Aim of the exercise: Exact reproduction is required for all entries.
━━━━━ The data ━━━━━
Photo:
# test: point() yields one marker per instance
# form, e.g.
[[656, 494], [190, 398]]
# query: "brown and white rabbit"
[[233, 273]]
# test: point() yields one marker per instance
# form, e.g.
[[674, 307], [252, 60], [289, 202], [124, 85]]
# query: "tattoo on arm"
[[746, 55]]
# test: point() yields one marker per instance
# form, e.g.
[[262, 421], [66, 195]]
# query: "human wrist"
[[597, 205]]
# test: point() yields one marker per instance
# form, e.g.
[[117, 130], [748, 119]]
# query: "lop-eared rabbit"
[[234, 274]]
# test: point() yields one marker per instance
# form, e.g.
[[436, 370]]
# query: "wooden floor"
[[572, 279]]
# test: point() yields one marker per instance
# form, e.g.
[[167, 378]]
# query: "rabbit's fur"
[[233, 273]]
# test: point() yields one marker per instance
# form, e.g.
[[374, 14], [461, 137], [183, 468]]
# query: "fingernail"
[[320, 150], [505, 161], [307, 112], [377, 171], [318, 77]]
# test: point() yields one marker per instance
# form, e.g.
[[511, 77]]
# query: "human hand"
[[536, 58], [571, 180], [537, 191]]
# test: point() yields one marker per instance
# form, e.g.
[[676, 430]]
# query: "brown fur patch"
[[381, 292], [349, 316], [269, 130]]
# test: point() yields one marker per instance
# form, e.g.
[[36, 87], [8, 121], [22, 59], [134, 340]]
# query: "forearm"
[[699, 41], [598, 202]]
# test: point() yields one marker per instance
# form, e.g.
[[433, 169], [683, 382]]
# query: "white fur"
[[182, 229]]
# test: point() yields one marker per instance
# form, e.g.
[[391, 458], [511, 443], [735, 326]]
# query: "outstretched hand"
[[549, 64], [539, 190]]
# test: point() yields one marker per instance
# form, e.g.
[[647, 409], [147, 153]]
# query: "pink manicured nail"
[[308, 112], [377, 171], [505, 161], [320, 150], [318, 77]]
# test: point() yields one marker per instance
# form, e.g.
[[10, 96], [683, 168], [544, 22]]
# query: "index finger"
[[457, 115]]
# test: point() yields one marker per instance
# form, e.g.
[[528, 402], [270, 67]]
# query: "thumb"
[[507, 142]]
━━━━━
Answer for the task:
Photo:
# test: point() yields one marker per instance
# form, e.g.
[[656, 494], [190, 398]]
# query: "brown and white rabbit"
[[233, 273]]
# test: point() yields one marker per instance
# form, e.g.
[[674, 307], [252, 60], [289, 202], [124, 85]]
# query: "tattoo on arm"
[[746, 55]]
# test: point() yields one marker per instance
# form, e.g.
[[262, 421], [66, 195]]
# query: "human wrist"
[[597, 205]]
# test: point() yields one marker per instance
# form, e.g.
[[117, 130], [748, 119]]
# query: "lop-eared rabbit"
[[234, 274]]
# test: point() yields one marker per instance
# form, e.g.
[[436, 370]]
# query: "wooden floor"
[[572, 279]]
# test: point() yields one marker per instance
# form, e.g.
[[167, 378]]
# query: "rabbit's fur"
[[233, 273]]
# test: point() yields one marker per instance
# form, e.g.
[[374, 14], [461, 137], [183, 468]]
# query: "fingernail"
[[320, 150], [505, 161], [307, 112], [377, 171], [318, 77]]
# test: point() yields one marker per instance
# form, e.g.
[[511, 77]]
# query: "human hand"
[[536, 58], [571, 180], [537, 191]]
# test: point() yields one marker per instance
# form, e.g.
[[676, 430]]
# query: "brown fur patch"
[[381, 292], [349, 316], [269, 130]]
# test: point() yields one marker per instance
# form, e.g.
[[36, 87], [8, 121], [22, 59], [134, 340]]
# query: "forearm"
[[699, 41], [598, 202]]
# test: point() yields one marker per instance
# form, e.g.
[[433, 169], [683, 382]]
# query: "white fur"
[[182, 229]]
# test: point() yields one marker per instance
# form, e.g.
[[391, 458], [511, 443], [735, 326]]
# query: "outstretched hand"
[[549, 64], [539, 190]]
# test: point() yields one marker per instance
# form, e.g.
[[647, 409], [147, 153]]
# query: "pink manicured nail"
[[308, 112], [377, 171], [505, 161], [320, 150], [318, 77]]
# test: point() yields one marker per instance
# form, e.g.
[[10, 96], [683, 168], [544, 22]]
# query: "index finger"
[[457, 115]]
# test: point() yields one marker per instance
# form, e.g.
[[528, 402], [270, 67]]
# query: "thumb"
[[507, 142]]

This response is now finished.